- _Belge Bölümü_:

Daha önce yaşadığımız bir adli yıl açılışını hatırlıyorum. O yıl, alternatif açılış yapılmış ve Dil Tarih ve Coğrafya Fakültesi salonunda toplanmıştık. İsimlerini hatırlamamakla beraber pek çok ilk derece mahkemesi ve Yargıtay hakiminin de bizlerin açılış toplantısına katıldığını hatırlıyorum. O gün de bizlerle aynı düşünceyi paylaşan fakat günün koşulları nedeniyle, bizlere destek veremeyen hakimlerin varlığına inanıyorum. Sağlık olsun.
Hayal kurmak kimseye zarar vermez diye düşünüyorum. Kendi kendime kurduğum hayale göre, 2019 adli yılı açılış konuşması yapmam için bana görev verildiğini düşünüyorum.
Bu görevi yaparken öncelikle, hakimler ve savcılarla, avukatların meslektaş olarak kabulünün mümkün olmadığını kabul ediyorum.  Çünkü halkın parasıyla, görev yaptığımız adliye binalarında, aynı asansörü, aynı tuvaleti kullanmadığımızı hatırlıyorum.

- _Verilen Bilgiler_:
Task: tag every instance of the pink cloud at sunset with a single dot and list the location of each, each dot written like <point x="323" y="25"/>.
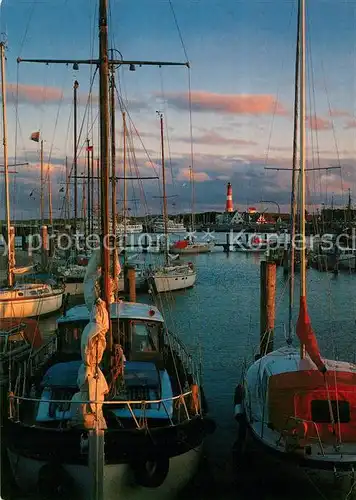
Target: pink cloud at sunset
<point x="214" y="139"/>
<point x="243" y="104"/>
<point x="316" y="123"/>
<point x="33" y="93"/>
<point x="184" y="175"/>
<point x="350" y="124"/>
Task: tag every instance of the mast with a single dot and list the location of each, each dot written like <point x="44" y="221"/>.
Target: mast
<point x="104" y="153"/>
<point x="125" y="184"/>
<point x="75" y="159"/>
<point x="6" y="167"/>
<point x="302" y="160"/>
<point x="88" y="184"/>
<point x="42" y="192"/>
<point x="192" y="197"/>
<point x="294" y="184"/>
<point x="113" y="151"/>
<point x="165" y="218"/>
<point x="50" y="197"/>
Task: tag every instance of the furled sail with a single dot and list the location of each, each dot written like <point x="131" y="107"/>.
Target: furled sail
<point x="307" y="336"/>
<point x="91" y="381"/>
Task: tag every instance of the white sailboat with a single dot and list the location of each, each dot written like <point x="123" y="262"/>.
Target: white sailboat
<point x="295" y="406"/>
<point x="169" y="278"/>
<point x="21" y="300"/>
<point x="129" y="426"/>
<point x="190" y="245"/>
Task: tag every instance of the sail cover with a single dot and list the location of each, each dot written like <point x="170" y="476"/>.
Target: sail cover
<point x="307" y="336"/>
<point x="91" y="381"/>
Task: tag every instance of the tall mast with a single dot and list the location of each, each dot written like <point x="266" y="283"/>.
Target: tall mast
<point x="88" y="185"/>
<point x="6" y="165"/>
<point x="294" y="184"/>
<point x="192" y="199"/>
<point x="42" y="187"/>
<point x="113" y="150"/>
<point x="75" y="159"/>
<point x="165" y="217"/>
<point x="302" y="157"/>
<point x="50" y="196"/>
<point x="104" y="151"/>
<point x="125" y="183"/>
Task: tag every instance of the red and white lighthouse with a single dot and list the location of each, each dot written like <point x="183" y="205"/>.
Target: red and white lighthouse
<point x="229" y="204"/>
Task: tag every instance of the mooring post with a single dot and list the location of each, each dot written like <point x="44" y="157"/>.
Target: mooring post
<point x="267" y="305"/>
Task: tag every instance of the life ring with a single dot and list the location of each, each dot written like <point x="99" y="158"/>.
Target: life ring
<point x="54" y="481"/>
<point x="151" y="472"/>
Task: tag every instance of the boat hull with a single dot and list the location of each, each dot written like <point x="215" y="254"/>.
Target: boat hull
<point x="275" y="465"/>
<point x="191" y="249"/>
<point x="166" y="283"/>
<point x="31" y="306"/>
<point x="118" y="481"/>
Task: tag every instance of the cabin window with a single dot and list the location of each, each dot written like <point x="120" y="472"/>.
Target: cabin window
<point x="144" y="337"/>
<point x="320" y="410"/>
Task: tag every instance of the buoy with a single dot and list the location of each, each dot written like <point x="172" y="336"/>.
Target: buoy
<point x="151" y="471"/>
<point x="195" y="403"/>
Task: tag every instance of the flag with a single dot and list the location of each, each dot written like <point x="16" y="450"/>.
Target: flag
<point x="35" y="136"/>
<point x="307" y="337"/>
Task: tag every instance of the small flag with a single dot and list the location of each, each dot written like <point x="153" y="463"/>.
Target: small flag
<point x="35" y="136"/>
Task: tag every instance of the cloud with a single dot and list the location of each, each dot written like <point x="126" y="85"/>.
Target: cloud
<point x="184" y="175"/>
<point x="350" y="124"/>
<point x="243" y="104"/>
<point x="338" y="113"/>
<point x="33" y="93"/>
<point x="316" y="123"/>
<point x="214" y="139"/>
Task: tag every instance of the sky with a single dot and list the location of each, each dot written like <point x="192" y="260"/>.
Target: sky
<point x="235" y="102"/>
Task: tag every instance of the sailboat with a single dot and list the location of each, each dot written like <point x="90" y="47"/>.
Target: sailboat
<point x="28" y="299"/>
<point x="118" y="410"/>
<point x="189" y="245"/>
<point x="294" y="405"/>
<point x="170" y="277"/>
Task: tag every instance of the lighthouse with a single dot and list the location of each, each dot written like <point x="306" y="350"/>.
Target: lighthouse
<point x="229" y="204"/>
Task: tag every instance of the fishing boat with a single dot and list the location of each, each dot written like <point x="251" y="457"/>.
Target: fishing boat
<point x="169" y="277"/>
<point x="30" y="299"/>
<point x="119" y="408"/>
<point x="295" y="406"/>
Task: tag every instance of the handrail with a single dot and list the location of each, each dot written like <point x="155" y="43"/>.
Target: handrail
<point x="114" y="401"/>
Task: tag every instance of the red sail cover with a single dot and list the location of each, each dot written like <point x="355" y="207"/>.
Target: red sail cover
<point x="181" y="244"/>
<point x="306" y="335"/>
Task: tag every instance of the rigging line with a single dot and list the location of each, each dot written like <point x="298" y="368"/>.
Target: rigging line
<point x="166" y="127"/>
<point x="178" y="30"/>
<point x="27" y="25"/>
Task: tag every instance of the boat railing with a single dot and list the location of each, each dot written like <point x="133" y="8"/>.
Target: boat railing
<point x="184" y="402"/>
<point x="299" y="420"/>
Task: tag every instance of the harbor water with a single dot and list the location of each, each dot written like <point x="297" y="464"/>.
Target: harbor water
<point x="219" y="320"/>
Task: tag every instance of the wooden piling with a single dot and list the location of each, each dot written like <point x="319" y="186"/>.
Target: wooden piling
<point x="267" y="306"/>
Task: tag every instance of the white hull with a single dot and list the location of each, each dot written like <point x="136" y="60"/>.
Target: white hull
<point x="169" y="283"/>
<point x="75" y="288"/>
<point x="31" y="307"/>
<point x="118" y="478"/>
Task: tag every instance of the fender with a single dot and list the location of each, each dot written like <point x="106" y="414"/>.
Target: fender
<point x="151" y="471"/>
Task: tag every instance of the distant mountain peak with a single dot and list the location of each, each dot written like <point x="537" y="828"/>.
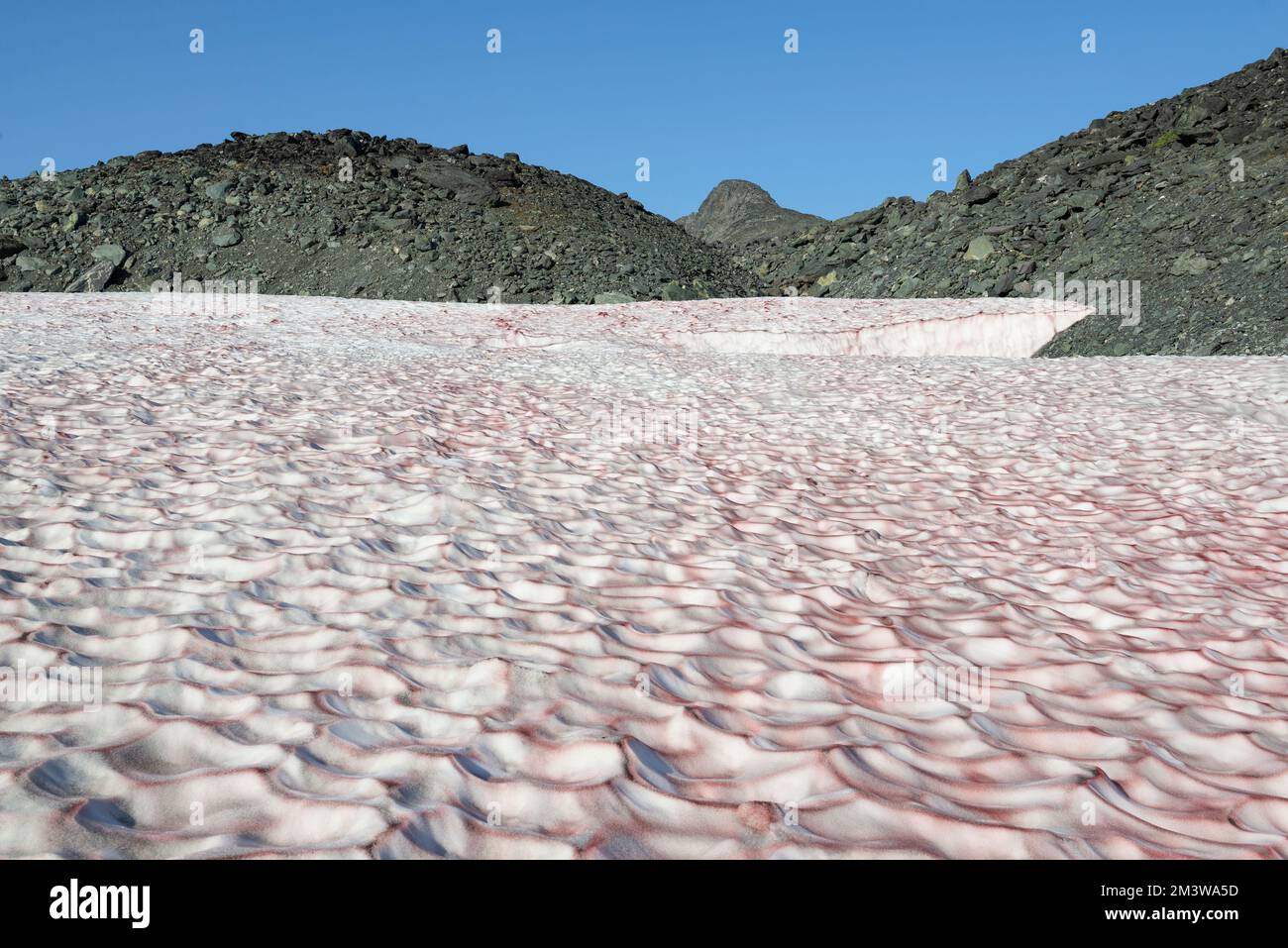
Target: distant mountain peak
<point x="738" y="211"/>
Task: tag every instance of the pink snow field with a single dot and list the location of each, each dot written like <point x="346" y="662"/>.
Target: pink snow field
<point x="728" y="579"/>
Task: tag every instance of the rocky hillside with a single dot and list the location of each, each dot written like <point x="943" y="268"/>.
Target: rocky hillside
<point x="738" y="213"/>
<point x="1188" y="194"/>
<point x="415" y="222"/>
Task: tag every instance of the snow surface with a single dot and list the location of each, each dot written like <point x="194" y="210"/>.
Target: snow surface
<point x="653" y="579"/>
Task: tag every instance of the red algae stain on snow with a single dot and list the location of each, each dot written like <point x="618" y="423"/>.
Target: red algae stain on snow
<point x="683" y="579"/>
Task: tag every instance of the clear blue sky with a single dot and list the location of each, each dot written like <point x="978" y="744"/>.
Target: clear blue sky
<point x="703" y="89"/>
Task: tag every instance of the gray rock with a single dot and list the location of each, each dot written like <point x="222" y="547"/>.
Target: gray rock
<point x="226" y="237"/>
<point x="979" y="193"/>
<point x="219" y="189"/>
<point x="741" y="213"/>
<point x="94" y="278"/>
<point x="1190" y="264"/>
<point x="979" y="249"/>
<point x="114" y="253"/>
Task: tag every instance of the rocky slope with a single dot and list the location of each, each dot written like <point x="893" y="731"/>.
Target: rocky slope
<point x="415" y="222"/>
<point x="1188" y="194"/>
<point x="737" y="213"/>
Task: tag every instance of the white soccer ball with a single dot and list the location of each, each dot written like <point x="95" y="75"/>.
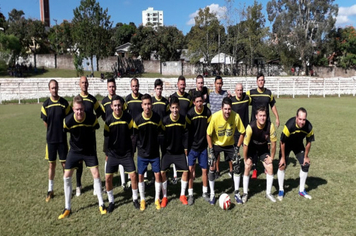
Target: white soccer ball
<point x="224" y="201"/>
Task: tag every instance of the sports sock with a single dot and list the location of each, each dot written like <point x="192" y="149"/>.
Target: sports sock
<point x="164" y="188"/>
<point x="303" y="177"/>
<point x="246" y="179"/>
<point x="67" y="192"/>
<point x="141" y="189"/>
<point x="281" y="174"/>
<point x="158" y="187"/>
<point x="183" y="187"/>
<point x="97" y="189"/>
<point x="269" y="182"/>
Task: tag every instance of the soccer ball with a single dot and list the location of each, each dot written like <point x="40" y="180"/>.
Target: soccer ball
<point x="224" y="201"/>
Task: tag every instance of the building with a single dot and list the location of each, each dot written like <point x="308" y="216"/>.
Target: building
<point x="152" y="17"/>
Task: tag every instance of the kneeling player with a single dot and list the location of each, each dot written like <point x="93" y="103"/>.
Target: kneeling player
<point x="118" y="130"/>
<point x="81" y="127"/>
<point x="258" y="134"/>
<point x="295" y="130"/>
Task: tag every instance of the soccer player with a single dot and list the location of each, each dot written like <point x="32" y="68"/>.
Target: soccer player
<point x="53" y="112"/>
<point x="198" y="118"/>
<point x="220" y="137"/>
<point x="259" y="133"/>
<point x="118" y="131"/>
<point x="262" y="96"/>
<point x="146" y="128"/>
<point x="295" y="130"/>
<point x="176" y="149"/>
<point x="81" y="126"/>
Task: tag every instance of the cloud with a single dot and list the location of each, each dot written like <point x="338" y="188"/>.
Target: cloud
<point x="214" y="8"/>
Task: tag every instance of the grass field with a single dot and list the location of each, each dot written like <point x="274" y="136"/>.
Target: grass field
<point x="331" y="183"/>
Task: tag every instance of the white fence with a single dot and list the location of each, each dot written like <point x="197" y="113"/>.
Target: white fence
<point x="28" y="88"/>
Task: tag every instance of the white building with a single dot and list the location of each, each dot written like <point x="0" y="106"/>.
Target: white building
<point x="152" y="17"/>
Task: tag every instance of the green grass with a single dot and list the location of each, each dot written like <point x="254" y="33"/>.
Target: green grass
<point x="331" y="183"/>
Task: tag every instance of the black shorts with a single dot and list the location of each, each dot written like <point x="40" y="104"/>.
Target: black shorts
<point x="114" y="161"/>
<point x="228" y="151"/>
<point x="180" y="161"/>
<point x="74" y="158"/>
<point x="53" y="148"/>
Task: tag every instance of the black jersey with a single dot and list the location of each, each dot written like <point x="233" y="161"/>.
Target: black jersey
<point x="292" y="135"/>
<point x="160" y="106"/>
<point x="259" y="99"/>
<point x="185" y="103"/>
<point x="82" y="134"/>
<point x="118" y="132"/>
<point x="53" y="113"/>
<point x="133" y="105"/>
<point x="92" y="105"/>
<point x="197" y="125"/>
<point x="147" y="130"/>
<point x="175" y="135"/>
<point x="240" y="106"/>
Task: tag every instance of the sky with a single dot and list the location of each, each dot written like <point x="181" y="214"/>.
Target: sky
<point x="177" y="13"/>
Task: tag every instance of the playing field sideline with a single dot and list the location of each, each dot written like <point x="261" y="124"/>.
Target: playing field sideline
<point x="331" y="183"/>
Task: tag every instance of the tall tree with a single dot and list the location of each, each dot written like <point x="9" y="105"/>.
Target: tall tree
<point x="92" y="30"/>
<point x="302" y="24"/>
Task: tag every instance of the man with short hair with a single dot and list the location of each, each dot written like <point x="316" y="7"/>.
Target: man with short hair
<point x="220" y="137"/>
<point x="53" y="112"/>
<point x="259" y="133"/>
<point x="81" y="126"/>
<point x="117" y="131"/>
<point x="295" y="130"/>
<point x="146" y="129"/>
<point x="176" y="149"/>
<point x="198" y="118"/>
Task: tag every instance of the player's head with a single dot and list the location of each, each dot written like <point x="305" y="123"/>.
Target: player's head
<point x="181" y="84"/>
<point x="218" y="83"/>
<point x="146" y="104"/>
<point x="199" y="82"/>
<point x="260" y="80"/>
<point x="226" y="105"/>
<point x="174" y="106"/>
<point x="135" y="86"/>
<point x="301" y="117"/>
<point x="84" y="84"/>
<point x="261" y="115"/>
<point x="158" y="87"/>
<point x="239" y="89"/>
<point x="117" y="105"/>
<point x="111" y="87"/>
<point x="78" y="108"/>
<point x="53" y="88"/>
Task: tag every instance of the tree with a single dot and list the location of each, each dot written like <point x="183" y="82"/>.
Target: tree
<point x="92" y="31"/>
<point x="302" y="24"/>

- _Yönergeler_:
A) Adli yıl açılışıyla ilgili metne göre aşağıdaki soruları yanıtlayınız:
(i) Alternatif açılış yapılan yıl hangi fakültenin salonunda toplanılmıştır?
(ii) Yazar, hangi yılın adli yılı açılış konuşmasını yapmakla görevlendirildiğini hayal etmektedir?
(iii) Yazar, adliye binalarında hakim ve savcılarla hangi iki şeyi ortak kullanmadıklarını hatırlamaktadır?
B) Adli yıl açılışına dair metni son cümlesinden itibaren sürdürünüz.
Kayıtlar, metinden bağımsız ayrı bir malzemedir.

- _Sonuçlar_:
A)
(i) Dil Tarih ve Coğrafya Fakültesi
(ii) 2019
(iii) Asansör ve tuvalet

B)
Ben konuşmamda, aşağıda bir bölümünü aktardığım, Anayasa Mahkemesi Genel Kurulunun 06.01.2015 tarihinde 2013/6932 Başvuru numaralı Türkan Bal kararında yer alan
 Açıklanan nedenlerle, mevcut yapısal mekanizmanın işletilmesindeki eksiklikle birlikte ele alındığında, Yargıtay dairelerinin ilamlarında yeterli gerekçeyle desteklenmeyen farklılıkların bulunmasının, başvurucunun açtığı davanın görülmesi bakımından hukuki belirsizliğe neden olduğu ve başvurucu açısından öngörülemez bulunduğu sonucuna varılmıştır.
 Bu kapsamda, başvurucunun Anayasa’nın 36. maddesinde güvence altına alınan adil yargılanma hakkının ihlal edildiğine karar verilmesi gerekir.”

Hükmüne yer verirdim. Daha sonra ise şu açıklamayı yapardım.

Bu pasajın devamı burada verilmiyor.